- [EXERCISE DESCRIPTION] Search the entries below for the line containing "slab in this photo."; from there to the end, return every line exactly and add nothing.

(Dataset entries)
===
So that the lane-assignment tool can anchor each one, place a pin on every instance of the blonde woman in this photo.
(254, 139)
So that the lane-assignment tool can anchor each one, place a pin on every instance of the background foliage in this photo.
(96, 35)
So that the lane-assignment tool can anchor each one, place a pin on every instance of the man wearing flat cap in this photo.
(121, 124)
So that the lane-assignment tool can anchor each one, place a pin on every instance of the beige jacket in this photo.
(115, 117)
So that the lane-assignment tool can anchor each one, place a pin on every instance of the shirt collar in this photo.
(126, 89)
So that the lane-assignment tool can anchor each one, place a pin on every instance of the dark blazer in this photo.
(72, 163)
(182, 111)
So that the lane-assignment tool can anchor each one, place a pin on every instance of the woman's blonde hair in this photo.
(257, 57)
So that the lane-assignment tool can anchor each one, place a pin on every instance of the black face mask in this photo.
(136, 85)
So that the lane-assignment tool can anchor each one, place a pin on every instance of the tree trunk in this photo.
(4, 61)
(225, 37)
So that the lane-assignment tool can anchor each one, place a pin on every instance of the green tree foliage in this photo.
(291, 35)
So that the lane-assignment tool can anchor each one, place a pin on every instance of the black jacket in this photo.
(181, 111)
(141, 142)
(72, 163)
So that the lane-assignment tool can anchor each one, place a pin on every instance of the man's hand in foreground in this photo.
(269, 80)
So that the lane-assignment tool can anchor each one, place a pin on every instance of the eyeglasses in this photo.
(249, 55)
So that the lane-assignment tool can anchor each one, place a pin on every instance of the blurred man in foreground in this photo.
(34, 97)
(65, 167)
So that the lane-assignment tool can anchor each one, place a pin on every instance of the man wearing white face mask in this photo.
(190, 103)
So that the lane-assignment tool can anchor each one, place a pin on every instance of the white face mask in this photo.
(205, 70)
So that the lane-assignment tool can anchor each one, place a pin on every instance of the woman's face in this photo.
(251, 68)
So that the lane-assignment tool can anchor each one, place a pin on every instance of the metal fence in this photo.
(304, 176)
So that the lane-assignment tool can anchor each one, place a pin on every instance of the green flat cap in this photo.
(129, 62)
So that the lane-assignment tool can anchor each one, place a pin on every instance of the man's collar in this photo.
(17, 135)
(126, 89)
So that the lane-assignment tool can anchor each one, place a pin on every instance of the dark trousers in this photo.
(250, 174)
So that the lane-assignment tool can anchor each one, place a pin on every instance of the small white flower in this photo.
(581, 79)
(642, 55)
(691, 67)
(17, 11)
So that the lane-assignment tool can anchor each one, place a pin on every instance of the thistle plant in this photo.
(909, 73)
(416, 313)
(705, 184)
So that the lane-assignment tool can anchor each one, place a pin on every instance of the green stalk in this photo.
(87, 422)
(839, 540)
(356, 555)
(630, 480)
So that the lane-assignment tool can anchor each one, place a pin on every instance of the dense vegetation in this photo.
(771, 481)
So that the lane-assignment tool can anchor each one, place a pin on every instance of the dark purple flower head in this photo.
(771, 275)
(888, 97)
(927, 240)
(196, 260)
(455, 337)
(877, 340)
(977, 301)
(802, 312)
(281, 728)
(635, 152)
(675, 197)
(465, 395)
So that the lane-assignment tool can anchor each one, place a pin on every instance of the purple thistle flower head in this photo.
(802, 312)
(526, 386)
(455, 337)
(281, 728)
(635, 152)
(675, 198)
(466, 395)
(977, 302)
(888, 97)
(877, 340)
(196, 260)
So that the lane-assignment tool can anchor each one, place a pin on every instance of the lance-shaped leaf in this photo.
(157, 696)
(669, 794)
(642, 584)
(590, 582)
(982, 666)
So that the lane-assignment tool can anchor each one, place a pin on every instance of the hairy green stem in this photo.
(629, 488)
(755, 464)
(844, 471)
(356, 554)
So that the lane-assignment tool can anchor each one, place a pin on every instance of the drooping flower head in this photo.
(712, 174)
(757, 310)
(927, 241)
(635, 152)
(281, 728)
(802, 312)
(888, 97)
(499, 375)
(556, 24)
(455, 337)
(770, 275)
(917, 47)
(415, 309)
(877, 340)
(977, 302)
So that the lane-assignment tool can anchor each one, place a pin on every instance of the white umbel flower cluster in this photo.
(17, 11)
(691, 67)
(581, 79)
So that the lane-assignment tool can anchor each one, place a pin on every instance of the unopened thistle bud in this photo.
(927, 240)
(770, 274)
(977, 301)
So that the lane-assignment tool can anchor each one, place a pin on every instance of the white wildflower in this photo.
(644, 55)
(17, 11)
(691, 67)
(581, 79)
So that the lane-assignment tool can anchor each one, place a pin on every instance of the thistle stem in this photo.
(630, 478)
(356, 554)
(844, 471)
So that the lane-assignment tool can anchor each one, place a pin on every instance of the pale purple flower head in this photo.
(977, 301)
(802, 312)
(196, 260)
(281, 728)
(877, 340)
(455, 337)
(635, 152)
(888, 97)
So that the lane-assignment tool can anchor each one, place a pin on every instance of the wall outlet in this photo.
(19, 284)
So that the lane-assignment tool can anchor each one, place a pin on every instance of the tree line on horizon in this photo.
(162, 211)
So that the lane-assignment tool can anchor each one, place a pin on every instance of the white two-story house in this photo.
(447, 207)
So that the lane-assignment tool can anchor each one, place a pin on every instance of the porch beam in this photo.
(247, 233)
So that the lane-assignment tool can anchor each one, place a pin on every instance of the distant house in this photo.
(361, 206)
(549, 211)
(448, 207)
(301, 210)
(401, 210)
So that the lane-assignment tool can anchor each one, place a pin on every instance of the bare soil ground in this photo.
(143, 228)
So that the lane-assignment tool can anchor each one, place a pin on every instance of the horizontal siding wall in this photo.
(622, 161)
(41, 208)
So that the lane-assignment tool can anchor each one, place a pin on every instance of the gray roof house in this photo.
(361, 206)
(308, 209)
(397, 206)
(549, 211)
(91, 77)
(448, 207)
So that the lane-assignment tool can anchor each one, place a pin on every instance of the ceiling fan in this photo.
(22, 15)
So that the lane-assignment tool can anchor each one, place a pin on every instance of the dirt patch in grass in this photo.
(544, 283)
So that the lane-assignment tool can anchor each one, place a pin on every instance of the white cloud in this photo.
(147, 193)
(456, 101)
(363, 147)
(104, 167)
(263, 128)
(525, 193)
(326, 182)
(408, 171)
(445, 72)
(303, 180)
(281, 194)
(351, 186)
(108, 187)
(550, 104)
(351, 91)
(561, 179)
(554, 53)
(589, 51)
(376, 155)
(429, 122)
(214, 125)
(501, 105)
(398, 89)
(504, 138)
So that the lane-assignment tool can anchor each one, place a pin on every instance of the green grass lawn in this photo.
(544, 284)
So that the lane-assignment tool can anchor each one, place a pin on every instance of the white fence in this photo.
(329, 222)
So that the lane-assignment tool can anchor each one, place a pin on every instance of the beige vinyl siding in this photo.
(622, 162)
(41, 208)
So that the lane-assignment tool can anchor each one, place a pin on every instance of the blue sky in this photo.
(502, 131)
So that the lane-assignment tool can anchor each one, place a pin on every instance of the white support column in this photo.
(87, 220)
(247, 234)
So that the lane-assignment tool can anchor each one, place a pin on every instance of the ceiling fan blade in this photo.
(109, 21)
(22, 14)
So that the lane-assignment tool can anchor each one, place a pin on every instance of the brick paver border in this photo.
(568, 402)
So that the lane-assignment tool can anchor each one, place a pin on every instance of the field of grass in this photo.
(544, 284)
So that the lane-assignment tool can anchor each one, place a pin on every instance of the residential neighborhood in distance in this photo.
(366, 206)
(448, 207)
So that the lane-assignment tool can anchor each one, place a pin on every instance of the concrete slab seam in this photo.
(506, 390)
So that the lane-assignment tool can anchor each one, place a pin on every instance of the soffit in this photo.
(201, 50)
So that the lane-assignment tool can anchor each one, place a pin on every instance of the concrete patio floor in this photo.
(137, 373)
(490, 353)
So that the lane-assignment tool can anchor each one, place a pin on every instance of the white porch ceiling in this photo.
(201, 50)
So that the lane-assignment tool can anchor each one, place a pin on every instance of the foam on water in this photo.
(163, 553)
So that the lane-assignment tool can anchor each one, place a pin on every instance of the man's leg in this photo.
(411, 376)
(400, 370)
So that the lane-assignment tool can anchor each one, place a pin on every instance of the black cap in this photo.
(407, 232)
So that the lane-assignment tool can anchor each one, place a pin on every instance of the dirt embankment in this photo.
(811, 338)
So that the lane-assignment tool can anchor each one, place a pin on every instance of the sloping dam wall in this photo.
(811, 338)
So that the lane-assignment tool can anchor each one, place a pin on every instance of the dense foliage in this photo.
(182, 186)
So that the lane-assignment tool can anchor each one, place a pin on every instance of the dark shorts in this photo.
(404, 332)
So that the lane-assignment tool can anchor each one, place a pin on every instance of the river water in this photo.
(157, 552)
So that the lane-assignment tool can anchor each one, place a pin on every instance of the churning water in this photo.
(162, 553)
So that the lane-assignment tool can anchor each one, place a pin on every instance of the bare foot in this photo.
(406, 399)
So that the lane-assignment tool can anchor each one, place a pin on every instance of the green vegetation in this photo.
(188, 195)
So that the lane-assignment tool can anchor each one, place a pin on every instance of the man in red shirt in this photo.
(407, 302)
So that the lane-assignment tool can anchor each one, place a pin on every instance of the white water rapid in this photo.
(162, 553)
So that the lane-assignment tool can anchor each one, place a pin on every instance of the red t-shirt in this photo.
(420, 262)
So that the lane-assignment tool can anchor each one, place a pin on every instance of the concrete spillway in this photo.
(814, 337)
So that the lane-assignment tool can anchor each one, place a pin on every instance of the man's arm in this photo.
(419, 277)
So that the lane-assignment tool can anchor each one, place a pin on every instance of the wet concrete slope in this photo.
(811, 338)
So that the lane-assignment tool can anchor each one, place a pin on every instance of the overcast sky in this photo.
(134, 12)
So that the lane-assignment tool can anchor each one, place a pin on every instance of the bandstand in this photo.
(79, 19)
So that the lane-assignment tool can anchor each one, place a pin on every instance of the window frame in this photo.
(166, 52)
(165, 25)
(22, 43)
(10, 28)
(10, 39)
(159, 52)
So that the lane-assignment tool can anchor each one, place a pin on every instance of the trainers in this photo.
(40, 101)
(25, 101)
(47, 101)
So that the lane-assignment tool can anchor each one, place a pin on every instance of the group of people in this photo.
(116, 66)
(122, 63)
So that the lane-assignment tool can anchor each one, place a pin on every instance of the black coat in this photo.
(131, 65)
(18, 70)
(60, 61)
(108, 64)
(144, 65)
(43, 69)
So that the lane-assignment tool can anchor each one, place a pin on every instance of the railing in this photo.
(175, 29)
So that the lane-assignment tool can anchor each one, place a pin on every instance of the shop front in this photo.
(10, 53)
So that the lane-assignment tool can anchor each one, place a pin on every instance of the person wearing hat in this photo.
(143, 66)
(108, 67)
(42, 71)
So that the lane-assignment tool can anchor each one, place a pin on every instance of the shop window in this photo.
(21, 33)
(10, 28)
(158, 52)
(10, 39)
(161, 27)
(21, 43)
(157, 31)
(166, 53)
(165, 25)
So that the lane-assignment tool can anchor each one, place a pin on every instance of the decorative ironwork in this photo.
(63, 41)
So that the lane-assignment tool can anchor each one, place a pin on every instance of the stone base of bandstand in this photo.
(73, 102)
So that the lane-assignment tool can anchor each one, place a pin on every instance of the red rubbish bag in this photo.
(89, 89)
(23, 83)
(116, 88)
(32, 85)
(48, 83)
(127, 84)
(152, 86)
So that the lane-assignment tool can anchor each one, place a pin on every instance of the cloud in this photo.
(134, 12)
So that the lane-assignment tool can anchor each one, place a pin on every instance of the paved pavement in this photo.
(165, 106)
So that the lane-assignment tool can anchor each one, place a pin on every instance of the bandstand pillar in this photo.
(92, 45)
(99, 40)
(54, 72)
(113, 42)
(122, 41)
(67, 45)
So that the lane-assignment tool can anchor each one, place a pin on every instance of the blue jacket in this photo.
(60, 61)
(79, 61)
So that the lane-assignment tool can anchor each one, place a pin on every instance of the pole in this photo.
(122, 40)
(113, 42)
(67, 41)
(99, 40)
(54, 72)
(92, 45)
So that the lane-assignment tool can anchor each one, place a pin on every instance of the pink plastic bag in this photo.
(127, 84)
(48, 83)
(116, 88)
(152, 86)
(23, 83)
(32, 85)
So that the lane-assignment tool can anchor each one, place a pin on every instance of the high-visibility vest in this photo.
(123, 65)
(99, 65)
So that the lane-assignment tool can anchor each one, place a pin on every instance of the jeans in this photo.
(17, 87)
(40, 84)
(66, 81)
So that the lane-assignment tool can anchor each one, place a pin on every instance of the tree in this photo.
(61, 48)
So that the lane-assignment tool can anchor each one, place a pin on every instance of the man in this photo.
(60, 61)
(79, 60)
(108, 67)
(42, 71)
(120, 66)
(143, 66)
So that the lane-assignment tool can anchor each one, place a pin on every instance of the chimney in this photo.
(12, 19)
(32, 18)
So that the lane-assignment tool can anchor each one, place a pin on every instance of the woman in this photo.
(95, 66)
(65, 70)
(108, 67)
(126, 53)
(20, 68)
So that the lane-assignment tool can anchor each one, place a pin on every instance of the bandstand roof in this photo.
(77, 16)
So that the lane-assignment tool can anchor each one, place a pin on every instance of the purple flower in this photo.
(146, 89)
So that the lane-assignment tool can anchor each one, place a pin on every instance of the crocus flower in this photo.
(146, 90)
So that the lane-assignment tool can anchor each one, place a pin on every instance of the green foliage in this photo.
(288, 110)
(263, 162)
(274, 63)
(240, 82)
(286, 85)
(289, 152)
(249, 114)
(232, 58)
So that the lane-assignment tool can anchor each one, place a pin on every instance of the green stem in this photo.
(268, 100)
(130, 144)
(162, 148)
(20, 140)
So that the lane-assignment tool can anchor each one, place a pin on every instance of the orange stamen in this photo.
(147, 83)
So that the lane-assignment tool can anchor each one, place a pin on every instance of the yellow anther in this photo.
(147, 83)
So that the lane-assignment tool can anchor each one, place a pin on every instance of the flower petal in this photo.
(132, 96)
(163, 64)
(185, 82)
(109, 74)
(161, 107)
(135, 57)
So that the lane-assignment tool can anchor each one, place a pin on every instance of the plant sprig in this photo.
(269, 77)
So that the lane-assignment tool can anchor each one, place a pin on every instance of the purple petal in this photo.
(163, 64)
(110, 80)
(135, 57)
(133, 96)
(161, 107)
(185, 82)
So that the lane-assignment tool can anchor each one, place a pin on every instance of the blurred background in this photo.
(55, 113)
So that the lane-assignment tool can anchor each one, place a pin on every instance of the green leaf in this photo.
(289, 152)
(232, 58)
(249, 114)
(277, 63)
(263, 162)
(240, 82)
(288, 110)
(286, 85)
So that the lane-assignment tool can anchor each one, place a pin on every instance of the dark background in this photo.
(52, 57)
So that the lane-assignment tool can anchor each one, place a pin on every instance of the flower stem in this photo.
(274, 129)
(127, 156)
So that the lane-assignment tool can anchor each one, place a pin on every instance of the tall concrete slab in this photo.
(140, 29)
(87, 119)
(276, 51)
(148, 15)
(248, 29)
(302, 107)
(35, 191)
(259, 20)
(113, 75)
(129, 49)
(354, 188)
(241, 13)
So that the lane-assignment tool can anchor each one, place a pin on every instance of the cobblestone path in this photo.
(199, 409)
===
- [ANSWER BOX]
So that the lane-assignment tool can anchor each one, place a pin on every instance of the tall concrete slab in this photo.
(140, 29)
(87, 119)
(276, 51)
(148, 15)
(248, 29)
(302, 107)
(35, 191)
(259, 20)
(113, 75)
(129, 49)
(354, 188)
(241, 13)
So that the lane-assignment tool can anchor each one, place a pin on every instance of the cobblestone path in this photo.
(199, 409)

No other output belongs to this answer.